PAGE TEXT:
What to Expect

For those patients that are new to the office, the following is a description of the exam process from start to finish.

  1. The patient or their parents will be given a medical history form – please fill it out as completely as possible. You will be expected to complete this form yearly. Foster parents should attempt to get this form completed by the biological parents with the help of the child’s caseworker. This form can be downloaded at the following link.
  2. Dr. Nick, Lori and Nick 2 (the orthoptists), Lindsey (technician/scribe) will call the patient back to the exam room. Any of them will start the exam. Occasionally Dr. Nick will have visiting ophthalmology residents who may start the exam.
  3. The exam will start with a review of the medical history and some questions about your specific concerns.
  4. Vision will be checked. Older children will read the typical vision chart on our special computerized screen; younger children may match letters on the computer. Children under three years of age are evaluated by determining if they are favoring either eye (fixation preference).
  5. Routinely the following are evaluated:
    • Vision
    • Motility (how the eyes move as a team)
    • Muscle Balance (how the eyes work together)
    • Stereo-acuity (depth perception)
    • Color vision screening
    • Pupil evaluation
    • External evaluation of the ocular surface, lids and lashes
    • Eye pressure if age allows
  6. The exam is usually light hearted and all attempts are made to make the patient comfortable and at ease with the process.
  7. Now comes the eye drops. We usually instill 3 sets of drops. The first may sting like pool water; the child doesn’t feel the last two because their eyes are numb. This can be the most traumatic part of the exam but rest assured they really don’t hurt. You and/or your child will then be asked to go back to the playroom to dilate (can take 30 minutes). The patient will notice that their near vision will get blurry.

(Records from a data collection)

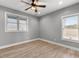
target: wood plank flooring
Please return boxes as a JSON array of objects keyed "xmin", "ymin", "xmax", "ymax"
[{"xmin": 0, "ymin": 40, "xmax": 79, "ymax": 58}]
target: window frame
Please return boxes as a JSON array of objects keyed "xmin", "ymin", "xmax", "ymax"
[
  {"xmin": 61, "ymin": 13, "xmax": 79, "ymax": 43},
  {"xmin": 5, "ymin": 12, "xmax": 28, "ymax": 32}
]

REQUIRED WORK:
1 > In the eye exam overview, rewrite the passage from "2. Dr. Nick, Lori" up to and including "may start the exam.", replacing "exam" with "examination".
2 > In the eye exam overview, condense the paragraph beginning "Now comes the eye drops" into a short bulleted list that keeps its main facts.
3 > Pick up the eye exam overview where it stops and write the next part.

SOLVED TASKS:
1 >
2. Dr. Nick, Lori and Nick 2 (the orthoptists), Lindsey (technician/scribe) will call the patient back to the examination room. Any of them will start the examination. Occasionally Dr. Nick will have visiting ophthalmology residents who may start the examination.

2 >
- Three sets of eye drops are usually put in.
- The first may sting like pool water; the last two aren't felt because the eyes are numb.
- This can be the most traumatic part of the exam, but the drops don't really hurt.
- The patient then waits in the playroom to dilate, which can take 30 minutes.
- Near vision will become blurry.

3 >
  8. The drops may last for 6-8 hours depending upon the patient’s complexion. Don’t worry if they are still dilated the next morning.
  9. After an appropriate amount of dilation time the patient will be called back to the exam room in which several diagnostic tests will be preformed.
    • REFRACTION – Dr. Nick will use a special light (retinoscope) and different lenses to determine if your child needs glasses. They are able to make this determination even if the patient is unable to communicate.
    • OPHTHALMOSCOPY – A different light that is placed on the examining doctor’s head is then used to evaluate the internal structures of the eyes.
  10. At this point most of the information is obtained; The doctor can make the appropriate decision on how best to treat the child or adult patient’s unique condition. There will be an in-depth discussion about the condition and treatment options. All questions will be answered.
  11. If glasses are required a prescription will be given at the end of the exam. If the patient requests contacts a contact lens fit may need to be scheduled. See more information about contacts in the contact lens section of the website.
  12. A special treat will be given to the child and you will be directed to the check out area to make any follow-up appointments.